Write out the complete material exactly as it stands.

[Location identification items]
•••••
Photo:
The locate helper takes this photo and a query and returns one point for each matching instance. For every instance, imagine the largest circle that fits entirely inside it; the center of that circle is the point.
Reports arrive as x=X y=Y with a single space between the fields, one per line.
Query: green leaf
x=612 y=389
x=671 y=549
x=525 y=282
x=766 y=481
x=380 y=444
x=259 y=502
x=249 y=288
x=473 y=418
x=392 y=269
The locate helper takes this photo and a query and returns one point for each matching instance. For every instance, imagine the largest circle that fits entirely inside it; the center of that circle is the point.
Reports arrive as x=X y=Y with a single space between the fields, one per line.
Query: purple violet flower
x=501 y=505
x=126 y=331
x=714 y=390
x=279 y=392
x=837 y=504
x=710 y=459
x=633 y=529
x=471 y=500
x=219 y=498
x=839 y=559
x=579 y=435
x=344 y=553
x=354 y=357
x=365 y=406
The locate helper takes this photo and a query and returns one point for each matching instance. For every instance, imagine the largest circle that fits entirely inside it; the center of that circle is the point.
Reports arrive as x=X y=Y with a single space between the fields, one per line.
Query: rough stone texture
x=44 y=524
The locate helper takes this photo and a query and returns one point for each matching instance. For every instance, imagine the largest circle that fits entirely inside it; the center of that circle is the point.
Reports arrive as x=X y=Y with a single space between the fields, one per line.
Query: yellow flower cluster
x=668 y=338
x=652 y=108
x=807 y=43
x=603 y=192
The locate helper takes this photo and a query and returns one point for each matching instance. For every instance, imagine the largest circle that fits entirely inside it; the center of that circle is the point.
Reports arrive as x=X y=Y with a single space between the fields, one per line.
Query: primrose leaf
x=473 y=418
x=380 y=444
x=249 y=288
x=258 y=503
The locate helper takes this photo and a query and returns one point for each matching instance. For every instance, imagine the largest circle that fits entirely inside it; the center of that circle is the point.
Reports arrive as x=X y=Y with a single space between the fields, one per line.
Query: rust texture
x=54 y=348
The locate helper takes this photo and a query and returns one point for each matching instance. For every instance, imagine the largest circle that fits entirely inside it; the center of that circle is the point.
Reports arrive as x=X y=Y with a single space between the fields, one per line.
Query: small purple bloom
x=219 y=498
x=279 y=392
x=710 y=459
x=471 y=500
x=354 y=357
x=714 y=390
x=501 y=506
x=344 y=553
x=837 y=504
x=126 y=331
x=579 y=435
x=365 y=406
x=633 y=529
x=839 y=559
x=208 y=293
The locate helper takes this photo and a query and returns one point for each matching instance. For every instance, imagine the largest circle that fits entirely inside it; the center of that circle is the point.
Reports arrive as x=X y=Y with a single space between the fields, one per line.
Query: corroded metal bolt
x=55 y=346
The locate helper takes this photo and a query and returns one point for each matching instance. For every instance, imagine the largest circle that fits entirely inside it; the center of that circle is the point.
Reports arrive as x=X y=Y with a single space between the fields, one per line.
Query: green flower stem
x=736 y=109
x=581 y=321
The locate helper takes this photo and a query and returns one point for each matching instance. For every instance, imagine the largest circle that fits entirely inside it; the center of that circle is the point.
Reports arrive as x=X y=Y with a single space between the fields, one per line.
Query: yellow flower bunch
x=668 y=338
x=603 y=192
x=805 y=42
•••••
- Final answer -
Photo:
The locate helper takes this photo and a query and returns one point for each matching instance. For every instance, imagine the largest circle that fits entirely inside it; the center of that circle is the point.
Reports arrive as x=X y=Y with a single space between the fields, one per line.
Query: green leaf
x=612 y=389
x=671 y=549
x=525 y=282
x=766 y=481
x=380 y=444
x=259 y=502
x=249 y=288
x=473 y=418
x=392 y=269
The locate helper takes this photo and a query and returns one point for each matching instance. For every instance, imagine the largest circle that fits entirely inside it; the center of that circle is the point.
Reports arrive as x=X y=Y with a single space between the fields, one per line.
Query: purple violet flower
x=501 y=505
x=126 y=331
x=714 y=390
x=279 y=392
x=837 y=504
x=710 y=459
x=633 y=529
x=471 y=500
x=219 y=498
x=839 y=559
x=579 y=435
x=344 y=553
x=354 y=357
x=365 y=406
The locate helper takes this photo and a query and returns one point for each matching instance. For every instance, imagine the largest circle that fits entirely inside it; the center of that circle is the point.
Reports arrive as x=X y=Y with a single space between the fields, one per line.
Query: rough stone texture
x=44 y=524
The locate helper takes this photo and a query and returns one point for each matching instance. For every instance, imagine the largest circle that fits entirely inside it; the center of that circle is the point.
Reports arrive as x=X y=Y with a single space between the fields, one per line.
Query: yellow flower cluster
x=668 y=338
x=652 y=108
x=807 y=43
x=603 y=192
The locate helper takes this photo and a query and returns one point for each matching instance. For every instance, imagine the largest circle that fits entirely inside it; the center of that circle is the point.
Reports arrive as x=X y=Y with a single space between the fields, one per line.
Query: primrose leaf
x=473 y=418
x=380 y=444
x=249 y=288
x=258 y=503
The locate helper takes this photo and a query and returns one point for each matching instance. For every instance, imagine the largest circle that fits entirely inside it; the center of that circle is the point.
Reports arrive as x=X y=Y with a single space between the fields, one per line.
Query: rust texture
x=54 y=348
The locate helper takes this photo and a query and returns one point for each matching instance. For every instance, imagine the largest circle that fits entirely inside it; the center of that circle is the point.
Reports arrive as x=X y=Y with a single space between the fields, one per line.
Query: small purple bloom
x=219 y=498
x=279 y=392
x=710 y=459
x=471 y=500
x=354 y=357
x=714 y=390
x=501 y=506
x=344 y=553
x=837 y=504
x=126 y=331
x=579 y=435
x=365 y=406
x=633 y=529
x=839 y=559
x=208 y=293
The locate helper takes this photo and a query and returns one point for each matching instance. For every instance, imagine the largest circle that fits entirely inside it; the center of that circle is the point.
Reports arrive as x=X y=Y with a single space between the fields, one per line.
Query: corroded metal bolt
x=55 y=346
The locate helper takes this photo and a query and returns one point for each matching instance. For every instance, imagine the largest circle that fits entirely inside it; the center of that circle is the point.
Reports arrive as x=X y=Y with a single space between the fields, one per line.
Query: green flower stem
x=736 y=109
x=581 y=321
The locate helper takes this photo and a query and returns one point for each matching instance. For every instance, imagine the largest circle that fits entirely inside it; the center of that circle is the point.
Reports arrive as x=X y=Y with a single space between the fields, one per line.
Query: yellow flower bunch
x=668 y=338
x=603 y=192
x=805 y=42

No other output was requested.